[Stored data]

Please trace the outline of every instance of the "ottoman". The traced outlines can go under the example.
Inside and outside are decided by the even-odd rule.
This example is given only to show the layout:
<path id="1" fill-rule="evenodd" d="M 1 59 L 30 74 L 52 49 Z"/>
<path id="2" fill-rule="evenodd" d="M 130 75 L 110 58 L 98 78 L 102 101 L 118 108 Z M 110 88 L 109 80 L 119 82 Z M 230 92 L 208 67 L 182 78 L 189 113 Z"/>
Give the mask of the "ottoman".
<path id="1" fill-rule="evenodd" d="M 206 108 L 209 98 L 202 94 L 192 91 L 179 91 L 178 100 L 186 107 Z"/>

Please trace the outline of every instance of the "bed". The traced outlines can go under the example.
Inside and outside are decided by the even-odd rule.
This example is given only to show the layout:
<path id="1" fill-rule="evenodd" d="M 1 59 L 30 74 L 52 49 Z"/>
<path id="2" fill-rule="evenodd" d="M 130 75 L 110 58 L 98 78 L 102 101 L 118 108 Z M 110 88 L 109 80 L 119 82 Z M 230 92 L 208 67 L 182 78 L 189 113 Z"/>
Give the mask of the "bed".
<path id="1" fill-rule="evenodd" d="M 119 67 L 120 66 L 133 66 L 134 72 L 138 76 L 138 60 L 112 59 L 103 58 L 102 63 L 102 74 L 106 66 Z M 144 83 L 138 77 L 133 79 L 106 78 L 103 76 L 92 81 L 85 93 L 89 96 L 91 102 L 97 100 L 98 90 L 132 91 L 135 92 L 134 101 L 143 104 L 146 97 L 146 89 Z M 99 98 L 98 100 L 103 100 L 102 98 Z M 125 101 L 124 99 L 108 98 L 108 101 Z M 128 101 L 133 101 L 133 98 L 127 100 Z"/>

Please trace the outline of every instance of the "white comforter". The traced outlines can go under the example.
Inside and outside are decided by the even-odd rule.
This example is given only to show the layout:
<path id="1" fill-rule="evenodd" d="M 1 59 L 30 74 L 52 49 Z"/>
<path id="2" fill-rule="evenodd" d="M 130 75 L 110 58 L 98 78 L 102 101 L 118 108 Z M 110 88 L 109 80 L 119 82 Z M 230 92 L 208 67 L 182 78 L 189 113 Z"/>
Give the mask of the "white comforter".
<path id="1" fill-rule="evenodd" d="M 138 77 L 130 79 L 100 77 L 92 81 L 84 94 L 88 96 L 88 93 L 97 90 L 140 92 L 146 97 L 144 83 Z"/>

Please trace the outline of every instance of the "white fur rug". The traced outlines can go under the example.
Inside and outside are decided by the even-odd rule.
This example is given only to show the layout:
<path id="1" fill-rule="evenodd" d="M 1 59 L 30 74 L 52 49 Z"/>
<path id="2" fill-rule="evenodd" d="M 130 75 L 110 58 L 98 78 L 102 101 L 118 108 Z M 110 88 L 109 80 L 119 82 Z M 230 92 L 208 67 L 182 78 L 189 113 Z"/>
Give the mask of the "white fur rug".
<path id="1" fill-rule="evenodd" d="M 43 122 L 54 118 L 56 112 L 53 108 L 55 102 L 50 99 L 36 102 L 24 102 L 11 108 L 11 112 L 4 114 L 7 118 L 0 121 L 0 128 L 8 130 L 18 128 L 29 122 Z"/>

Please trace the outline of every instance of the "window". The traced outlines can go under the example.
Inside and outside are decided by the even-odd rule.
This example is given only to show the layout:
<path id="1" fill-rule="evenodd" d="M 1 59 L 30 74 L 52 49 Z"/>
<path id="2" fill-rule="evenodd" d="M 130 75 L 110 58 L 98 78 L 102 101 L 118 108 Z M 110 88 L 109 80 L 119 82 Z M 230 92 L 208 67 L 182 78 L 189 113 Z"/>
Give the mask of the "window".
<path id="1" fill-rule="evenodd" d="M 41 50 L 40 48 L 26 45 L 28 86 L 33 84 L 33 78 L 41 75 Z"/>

= Exercise directions =
Copy the entire listing above word for word, keeping every line unchanged.

= Task answer =
Please trace the outline of every instance of the "ottoman". The traced outlines can go under the example.
Inside and outside are decided by the even-odd rule.
This example is given only to show the layout:
<path id="1" fill-rule="evenodd" d="M 1 59 L 30 74 L 52 49 Z"/>
<path id="2" fill-rule="evenodd" d="M 130 75 L 110 58 L 98 78 L 102 101 L 118 108 Z M 110 88 L 109 80 L 119 82 Z M 230 92 L 208 67 L 182 78 L 189 113 Z"/>
Give the mask of the "ottoman".
<path id="1" fill-rule="evenodd" d="M 206 108 L 209 98 L 202 94 L 192 91 L 179 91 L 178 100 L 186 107 Z"/>

Please trace the outline of every instance of the "bed". The traced outlines can go under the example.
Inside and outside are decided by the even-odd rule.
This example is given only to show the layout:
<path id="1" fill-rule="evenodd" d="M 1 59 L 30 74 L 52 49 Z"/>
<path id="2" fill-rule="evenodd" d="M 130 75 L 110 58 L 98 78 L 102 101 L 118 108 Z M 110 88 L 109 80 L 119 82 Z M 230 92 L 208 67 L 182 78 L 189 113 Z"/>
Give the mask of the "bed".
<path id="1" fill-rule="evenodd" d="M 119 67 L 120 66 L 133 66 L 134 72 L 138 76 L 138 60 L 112 59 L 103 58 L 102 63 L 102 74 L 106 66 Z M 144 83 L 138 77 L 133 79 L 106 78 L 103 76 L 92 81 L 85 93 L 89 96 L 91 102 L 97 100 L 98 90 L 132 91 L 135 92 L 134 101 L 143 104 L 146 97 L 146 89 Z M 99 98 L 98 100 L 103 100 L 102 98 Z M 125 101 L 124 99 L 108 98 L 108 101 Z M 128 101 L 133 101 L 133 98 L 127 100 Z"/>

Please trace the outline of every instance of the "white comforter". The traced outlines can go under the example.
Inside and outside are decided by the even-odd rule.
This example is given only to show the layout:
<path id="1" fill-rule="evenodd" d="M 1 59 L 30 74 L 52 49 Z"/>
<path id="2" fill-rule="evenodd" d="M 130 75 L 110 58 L 98 78 L 102 101 L 118 108 Z M 110 88 L 109 80 L 119 82 Z M 230 92 L 208 67 L 182 78 L 189 113 Z"/>
Give the mask of the "white comforter".
<path id="1" fill-rule="evenodd" d="M 138 77 L 130 79 L 100 77 L 92 81 L 84 94 L 88 96 L 88 93 L 97 90 L 140 92 L 146 97 L 144 83 Z"/>

Please trace the outline of every instance of the "white fur rug". The traced outlines can go under the example.
Inside and outside are decided by the even-odd rule.
This example is given only to show the layout:
<path id="1" fill-rule="evenodd" d="M 1 59 L 30 74 L 52 49 Z"/>
<path id="2" fill-rule="evenodd" d="M 130 75 L 110 58 L 98 78 L 102 101 L 118 108 Z M 110 88 L 109 80 L 119 82 Z M 230 92 L 208 67 L 182 78 L 189 113 Z"/>
Give the mask of the "white fur rug".
<path id="1" fill-rule="evenodd" d="M 43 122 L 54 118 L 56 112 L 53 108 L 55 102 L 50 99 L 36 102 L 24 102 L 11 108 L 11 112 L 4 114 L 7 118 L 0 121 L 0 128 L 8 130 L 18 128 L 29 122 Z"/>

Please trace the outline of every instance of the "window". The traced outlines can go under the example.
Inside and outside are decided by the even-odd rule.
This example is given only to show the layout:
<path id="1" fill-rule="evenodd" d="M 1 59 L 30 74 L 52 49 Z"/>
<path id="2" fill-rule="evenodd" d="M 130 75 L 110 58 L 98 78 L 102 101 L 118 108 Z M 110 88 L 109 80 L 119 82 Z M 230 92 L 208 67 L 182 78 L 189 113 Z"/>
Give the mask of the "window".
<path id="1" fill-rule="evenodd" d="M 41 50 L 40 48 L 26 45 L 28 86 L 33 84 L 33 78 L 41 75 Z"/>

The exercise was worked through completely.